What is required - Look through the records that follow. Copy every line containing the word "below".

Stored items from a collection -

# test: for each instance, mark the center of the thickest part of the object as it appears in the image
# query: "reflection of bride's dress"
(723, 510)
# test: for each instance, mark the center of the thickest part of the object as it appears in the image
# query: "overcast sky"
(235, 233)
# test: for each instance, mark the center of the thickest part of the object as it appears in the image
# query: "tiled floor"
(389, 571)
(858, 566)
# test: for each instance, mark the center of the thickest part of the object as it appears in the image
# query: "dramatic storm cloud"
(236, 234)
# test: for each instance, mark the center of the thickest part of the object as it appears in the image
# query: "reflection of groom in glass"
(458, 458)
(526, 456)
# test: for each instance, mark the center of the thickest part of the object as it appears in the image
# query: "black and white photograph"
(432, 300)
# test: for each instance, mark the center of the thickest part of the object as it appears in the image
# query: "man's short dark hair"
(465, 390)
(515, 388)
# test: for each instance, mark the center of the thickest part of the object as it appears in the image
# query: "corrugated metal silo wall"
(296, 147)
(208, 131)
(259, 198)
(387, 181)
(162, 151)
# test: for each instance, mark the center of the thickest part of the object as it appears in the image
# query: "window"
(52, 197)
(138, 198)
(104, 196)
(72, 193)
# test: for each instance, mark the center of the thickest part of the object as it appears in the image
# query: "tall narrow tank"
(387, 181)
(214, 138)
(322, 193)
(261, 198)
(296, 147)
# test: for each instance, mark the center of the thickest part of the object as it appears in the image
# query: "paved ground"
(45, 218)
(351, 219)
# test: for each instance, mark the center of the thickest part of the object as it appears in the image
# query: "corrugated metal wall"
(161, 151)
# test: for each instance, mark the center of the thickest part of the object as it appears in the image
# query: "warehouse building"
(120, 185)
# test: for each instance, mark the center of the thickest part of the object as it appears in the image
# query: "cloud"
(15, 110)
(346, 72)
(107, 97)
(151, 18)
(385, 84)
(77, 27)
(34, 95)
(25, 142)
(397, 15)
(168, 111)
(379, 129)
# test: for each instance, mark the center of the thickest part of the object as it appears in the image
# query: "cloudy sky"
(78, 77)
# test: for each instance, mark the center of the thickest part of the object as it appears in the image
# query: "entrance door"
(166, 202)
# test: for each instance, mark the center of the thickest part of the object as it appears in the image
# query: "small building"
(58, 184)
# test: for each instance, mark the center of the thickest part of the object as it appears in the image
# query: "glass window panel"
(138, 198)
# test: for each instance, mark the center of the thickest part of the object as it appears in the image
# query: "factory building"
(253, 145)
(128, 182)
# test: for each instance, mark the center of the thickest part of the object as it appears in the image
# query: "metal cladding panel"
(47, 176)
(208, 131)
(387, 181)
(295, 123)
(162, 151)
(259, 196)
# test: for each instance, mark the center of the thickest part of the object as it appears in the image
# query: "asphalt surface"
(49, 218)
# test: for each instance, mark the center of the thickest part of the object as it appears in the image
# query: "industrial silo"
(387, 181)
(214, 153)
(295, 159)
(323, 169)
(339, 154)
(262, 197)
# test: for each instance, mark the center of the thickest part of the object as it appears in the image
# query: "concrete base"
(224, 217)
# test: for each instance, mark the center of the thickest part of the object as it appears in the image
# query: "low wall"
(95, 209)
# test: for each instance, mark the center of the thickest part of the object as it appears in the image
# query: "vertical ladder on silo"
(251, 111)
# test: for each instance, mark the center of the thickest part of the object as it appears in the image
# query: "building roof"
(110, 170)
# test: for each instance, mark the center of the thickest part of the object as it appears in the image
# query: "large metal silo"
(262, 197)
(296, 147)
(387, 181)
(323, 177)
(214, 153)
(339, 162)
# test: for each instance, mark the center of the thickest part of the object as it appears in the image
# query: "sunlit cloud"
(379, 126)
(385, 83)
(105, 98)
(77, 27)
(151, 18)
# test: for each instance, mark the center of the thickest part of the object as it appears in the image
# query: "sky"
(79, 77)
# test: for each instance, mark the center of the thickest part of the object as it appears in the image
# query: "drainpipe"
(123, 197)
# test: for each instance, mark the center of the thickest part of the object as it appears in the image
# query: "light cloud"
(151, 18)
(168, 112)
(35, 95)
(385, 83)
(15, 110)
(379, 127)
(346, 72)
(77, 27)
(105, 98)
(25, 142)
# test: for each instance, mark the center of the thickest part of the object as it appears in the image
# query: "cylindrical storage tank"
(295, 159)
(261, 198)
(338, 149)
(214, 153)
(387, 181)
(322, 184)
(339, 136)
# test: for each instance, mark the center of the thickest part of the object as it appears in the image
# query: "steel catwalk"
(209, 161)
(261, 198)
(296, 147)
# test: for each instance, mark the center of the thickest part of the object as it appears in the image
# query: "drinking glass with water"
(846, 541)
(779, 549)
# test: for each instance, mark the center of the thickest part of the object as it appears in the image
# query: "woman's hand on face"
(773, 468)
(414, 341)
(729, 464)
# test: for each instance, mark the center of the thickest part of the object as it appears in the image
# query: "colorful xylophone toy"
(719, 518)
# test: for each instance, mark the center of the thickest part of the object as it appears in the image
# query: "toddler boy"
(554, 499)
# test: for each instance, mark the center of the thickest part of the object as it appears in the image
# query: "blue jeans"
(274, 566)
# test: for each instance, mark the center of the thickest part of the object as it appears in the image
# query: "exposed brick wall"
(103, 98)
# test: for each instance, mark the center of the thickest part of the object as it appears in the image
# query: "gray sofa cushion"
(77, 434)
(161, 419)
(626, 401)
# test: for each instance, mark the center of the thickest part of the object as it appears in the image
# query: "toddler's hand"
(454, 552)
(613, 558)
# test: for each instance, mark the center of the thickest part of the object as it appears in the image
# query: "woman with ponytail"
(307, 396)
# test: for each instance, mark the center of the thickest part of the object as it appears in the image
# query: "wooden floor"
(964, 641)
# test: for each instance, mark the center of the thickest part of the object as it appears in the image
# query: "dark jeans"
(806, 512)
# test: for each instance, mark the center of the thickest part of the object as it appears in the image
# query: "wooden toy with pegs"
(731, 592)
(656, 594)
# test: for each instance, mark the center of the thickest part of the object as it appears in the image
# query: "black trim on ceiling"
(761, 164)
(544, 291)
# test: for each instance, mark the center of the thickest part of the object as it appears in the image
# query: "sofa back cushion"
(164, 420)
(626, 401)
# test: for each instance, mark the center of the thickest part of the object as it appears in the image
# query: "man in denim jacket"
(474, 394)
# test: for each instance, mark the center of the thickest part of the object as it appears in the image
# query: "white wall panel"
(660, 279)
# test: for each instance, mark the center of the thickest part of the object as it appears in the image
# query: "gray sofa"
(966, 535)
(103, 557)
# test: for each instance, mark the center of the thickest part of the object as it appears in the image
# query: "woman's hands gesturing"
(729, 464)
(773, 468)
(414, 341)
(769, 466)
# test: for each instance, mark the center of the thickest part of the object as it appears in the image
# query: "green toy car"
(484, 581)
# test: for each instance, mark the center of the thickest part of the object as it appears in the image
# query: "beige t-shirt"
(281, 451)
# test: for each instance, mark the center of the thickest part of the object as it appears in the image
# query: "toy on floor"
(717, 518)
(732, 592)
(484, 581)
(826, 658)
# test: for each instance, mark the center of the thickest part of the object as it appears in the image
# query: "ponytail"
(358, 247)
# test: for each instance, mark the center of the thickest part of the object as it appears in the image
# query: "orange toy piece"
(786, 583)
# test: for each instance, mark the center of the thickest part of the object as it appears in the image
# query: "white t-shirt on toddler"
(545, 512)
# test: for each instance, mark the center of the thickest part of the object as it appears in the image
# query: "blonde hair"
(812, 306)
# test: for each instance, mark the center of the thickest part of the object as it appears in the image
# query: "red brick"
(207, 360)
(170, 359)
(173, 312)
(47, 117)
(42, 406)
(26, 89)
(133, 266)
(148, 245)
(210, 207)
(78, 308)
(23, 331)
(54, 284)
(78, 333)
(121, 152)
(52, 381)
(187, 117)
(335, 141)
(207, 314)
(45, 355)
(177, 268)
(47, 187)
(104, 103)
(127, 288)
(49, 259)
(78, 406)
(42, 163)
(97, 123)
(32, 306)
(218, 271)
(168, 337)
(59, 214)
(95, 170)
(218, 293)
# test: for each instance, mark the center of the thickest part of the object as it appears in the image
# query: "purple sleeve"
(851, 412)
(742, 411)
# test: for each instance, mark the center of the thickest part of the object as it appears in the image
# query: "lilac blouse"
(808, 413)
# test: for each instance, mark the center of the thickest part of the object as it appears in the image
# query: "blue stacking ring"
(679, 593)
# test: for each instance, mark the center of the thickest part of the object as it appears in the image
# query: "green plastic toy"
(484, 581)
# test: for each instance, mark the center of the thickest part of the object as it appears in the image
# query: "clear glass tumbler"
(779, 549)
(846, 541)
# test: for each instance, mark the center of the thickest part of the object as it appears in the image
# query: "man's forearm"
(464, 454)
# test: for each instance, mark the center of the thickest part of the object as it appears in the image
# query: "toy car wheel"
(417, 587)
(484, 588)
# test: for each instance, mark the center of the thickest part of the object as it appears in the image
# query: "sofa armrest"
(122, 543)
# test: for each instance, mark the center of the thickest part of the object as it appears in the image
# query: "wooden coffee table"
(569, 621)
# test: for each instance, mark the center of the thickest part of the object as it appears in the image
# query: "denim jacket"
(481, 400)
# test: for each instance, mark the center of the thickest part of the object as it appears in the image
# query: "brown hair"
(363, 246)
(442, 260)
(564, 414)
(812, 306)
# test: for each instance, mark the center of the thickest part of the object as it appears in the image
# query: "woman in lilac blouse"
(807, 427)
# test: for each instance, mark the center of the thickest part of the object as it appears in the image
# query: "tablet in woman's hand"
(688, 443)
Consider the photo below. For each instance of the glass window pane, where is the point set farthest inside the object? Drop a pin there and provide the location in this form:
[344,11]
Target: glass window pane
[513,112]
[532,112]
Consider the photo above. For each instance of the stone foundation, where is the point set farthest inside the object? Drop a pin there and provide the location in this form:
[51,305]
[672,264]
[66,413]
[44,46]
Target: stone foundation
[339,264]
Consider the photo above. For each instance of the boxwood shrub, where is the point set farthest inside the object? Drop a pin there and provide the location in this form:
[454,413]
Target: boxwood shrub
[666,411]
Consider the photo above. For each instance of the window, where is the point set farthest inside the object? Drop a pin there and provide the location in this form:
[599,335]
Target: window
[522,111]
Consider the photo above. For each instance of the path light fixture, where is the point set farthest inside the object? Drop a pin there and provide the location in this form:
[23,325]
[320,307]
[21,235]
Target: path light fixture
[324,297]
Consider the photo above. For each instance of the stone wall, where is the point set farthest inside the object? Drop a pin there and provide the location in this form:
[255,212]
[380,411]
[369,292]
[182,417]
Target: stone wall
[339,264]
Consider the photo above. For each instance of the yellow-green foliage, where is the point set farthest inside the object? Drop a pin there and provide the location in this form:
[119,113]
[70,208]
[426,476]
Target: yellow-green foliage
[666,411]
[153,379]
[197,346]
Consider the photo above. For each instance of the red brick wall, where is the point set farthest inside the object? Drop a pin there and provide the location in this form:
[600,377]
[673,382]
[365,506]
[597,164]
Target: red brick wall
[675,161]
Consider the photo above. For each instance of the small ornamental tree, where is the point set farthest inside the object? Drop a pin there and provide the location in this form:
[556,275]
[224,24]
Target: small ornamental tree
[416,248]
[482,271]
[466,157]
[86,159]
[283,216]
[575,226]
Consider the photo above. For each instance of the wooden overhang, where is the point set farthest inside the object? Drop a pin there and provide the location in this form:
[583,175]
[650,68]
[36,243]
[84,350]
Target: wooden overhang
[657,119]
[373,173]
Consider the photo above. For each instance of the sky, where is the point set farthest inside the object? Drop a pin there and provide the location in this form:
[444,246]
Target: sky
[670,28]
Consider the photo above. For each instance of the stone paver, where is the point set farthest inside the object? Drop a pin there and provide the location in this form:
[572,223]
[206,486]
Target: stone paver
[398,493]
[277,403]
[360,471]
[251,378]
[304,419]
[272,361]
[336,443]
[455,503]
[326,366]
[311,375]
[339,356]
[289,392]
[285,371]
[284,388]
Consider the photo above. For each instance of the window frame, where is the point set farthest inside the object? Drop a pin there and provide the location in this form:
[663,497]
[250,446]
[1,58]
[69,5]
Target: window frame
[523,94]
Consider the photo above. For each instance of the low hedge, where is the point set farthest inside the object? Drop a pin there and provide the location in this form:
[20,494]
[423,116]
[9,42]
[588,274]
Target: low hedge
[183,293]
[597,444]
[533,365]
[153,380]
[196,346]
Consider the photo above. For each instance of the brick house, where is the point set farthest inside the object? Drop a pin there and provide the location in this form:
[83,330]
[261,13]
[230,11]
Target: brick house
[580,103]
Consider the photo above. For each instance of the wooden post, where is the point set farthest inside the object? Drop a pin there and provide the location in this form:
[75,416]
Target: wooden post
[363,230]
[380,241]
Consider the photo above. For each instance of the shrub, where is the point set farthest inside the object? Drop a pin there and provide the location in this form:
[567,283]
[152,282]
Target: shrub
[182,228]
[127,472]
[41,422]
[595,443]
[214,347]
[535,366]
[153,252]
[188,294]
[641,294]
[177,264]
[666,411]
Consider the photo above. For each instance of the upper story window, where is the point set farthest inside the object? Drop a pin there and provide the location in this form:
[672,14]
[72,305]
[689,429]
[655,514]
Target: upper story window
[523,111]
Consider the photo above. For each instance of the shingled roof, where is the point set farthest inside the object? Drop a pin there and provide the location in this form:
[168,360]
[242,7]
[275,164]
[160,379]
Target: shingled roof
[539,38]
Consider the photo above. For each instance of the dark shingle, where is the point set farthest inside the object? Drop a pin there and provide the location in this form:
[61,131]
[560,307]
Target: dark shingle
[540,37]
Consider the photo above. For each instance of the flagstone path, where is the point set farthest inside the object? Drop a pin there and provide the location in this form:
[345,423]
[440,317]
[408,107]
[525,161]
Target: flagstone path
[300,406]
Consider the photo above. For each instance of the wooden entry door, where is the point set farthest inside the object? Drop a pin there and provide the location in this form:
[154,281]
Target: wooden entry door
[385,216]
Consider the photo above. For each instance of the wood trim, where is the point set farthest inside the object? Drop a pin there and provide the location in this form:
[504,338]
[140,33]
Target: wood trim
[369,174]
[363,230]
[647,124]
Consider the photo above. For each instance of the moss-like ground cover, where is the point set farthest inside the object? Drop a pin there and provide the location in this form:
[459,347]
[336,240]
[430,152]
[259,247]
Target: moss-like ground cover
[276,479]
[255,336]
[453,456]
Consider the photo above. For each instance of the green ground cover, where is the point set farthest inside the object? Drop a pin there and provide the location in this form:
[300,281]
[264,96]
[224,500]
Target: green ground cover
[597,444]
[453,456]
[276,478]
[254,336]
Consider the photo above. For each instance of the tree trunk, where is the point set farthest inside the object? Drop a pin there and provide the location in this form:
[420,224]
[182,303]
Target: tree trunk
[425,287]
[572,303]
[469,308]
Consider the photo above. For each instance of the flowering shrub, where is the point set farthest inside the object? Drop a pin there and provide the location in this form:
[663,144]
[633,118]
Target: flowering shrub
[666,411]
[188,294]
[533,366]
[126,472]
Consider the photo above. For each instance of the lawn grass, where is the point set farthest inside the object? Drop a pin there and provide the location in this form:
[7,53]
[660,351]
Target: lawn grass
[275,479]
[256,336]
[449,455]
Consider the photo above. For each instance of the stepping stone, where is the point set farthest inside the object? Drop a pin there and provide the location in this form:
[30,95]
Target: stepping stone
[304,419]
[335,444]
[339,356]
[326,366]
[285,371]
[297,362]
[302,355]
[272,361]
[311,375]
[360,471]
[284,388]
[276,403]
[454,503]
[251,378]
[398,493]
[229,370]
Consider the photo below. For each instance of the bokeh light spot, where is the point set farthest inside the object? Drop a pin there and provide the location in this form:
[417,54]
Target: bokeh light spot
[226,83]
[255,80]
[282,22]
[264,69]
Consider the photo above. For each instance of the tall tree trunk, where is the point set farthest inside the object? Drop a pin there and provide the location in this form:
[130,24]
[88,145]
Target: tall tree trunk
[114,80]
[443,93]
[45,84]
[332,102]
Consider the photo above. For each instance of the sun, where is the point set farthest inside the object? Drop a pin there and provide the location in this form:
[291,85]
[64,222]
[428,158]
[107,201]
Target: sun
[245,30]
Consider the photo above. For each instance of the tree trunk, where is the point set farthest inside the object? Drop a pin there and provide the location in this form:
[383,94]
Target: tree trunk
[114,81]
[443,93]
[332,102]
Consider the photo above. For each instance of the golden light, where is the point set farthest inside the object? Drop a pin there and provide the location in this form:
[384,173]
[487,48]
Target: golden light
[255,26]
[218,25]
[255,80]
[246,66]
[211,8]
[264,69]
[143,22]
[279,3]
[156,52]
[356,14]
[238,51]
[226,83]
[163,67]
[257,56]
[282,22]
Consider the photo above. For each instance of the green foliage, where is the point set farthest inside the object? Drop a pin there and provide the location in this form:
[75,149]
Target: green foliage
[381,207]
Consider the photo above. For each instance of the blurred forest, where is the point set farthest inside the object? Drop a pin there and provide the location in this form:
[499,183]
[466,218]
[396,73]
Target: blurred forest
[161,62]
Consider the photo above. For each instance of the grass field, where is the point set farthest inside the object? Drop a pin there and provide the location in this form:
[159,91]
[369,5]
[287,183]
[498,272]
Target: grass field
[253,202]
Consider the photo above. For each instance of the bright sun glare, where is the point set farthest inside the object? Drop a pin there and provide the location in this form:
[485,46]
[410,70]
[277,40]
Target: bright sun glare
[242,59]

Written answer -
Consider the photo below. For each instance of the glass window pane, where is the point set farthest inside the object? Drop a pin there and provide the location in this form:
Consider the photo below. For each instance of the bokeh light spot, where is the point set farthest inside the object? Drop a pin there and provide the location in this form:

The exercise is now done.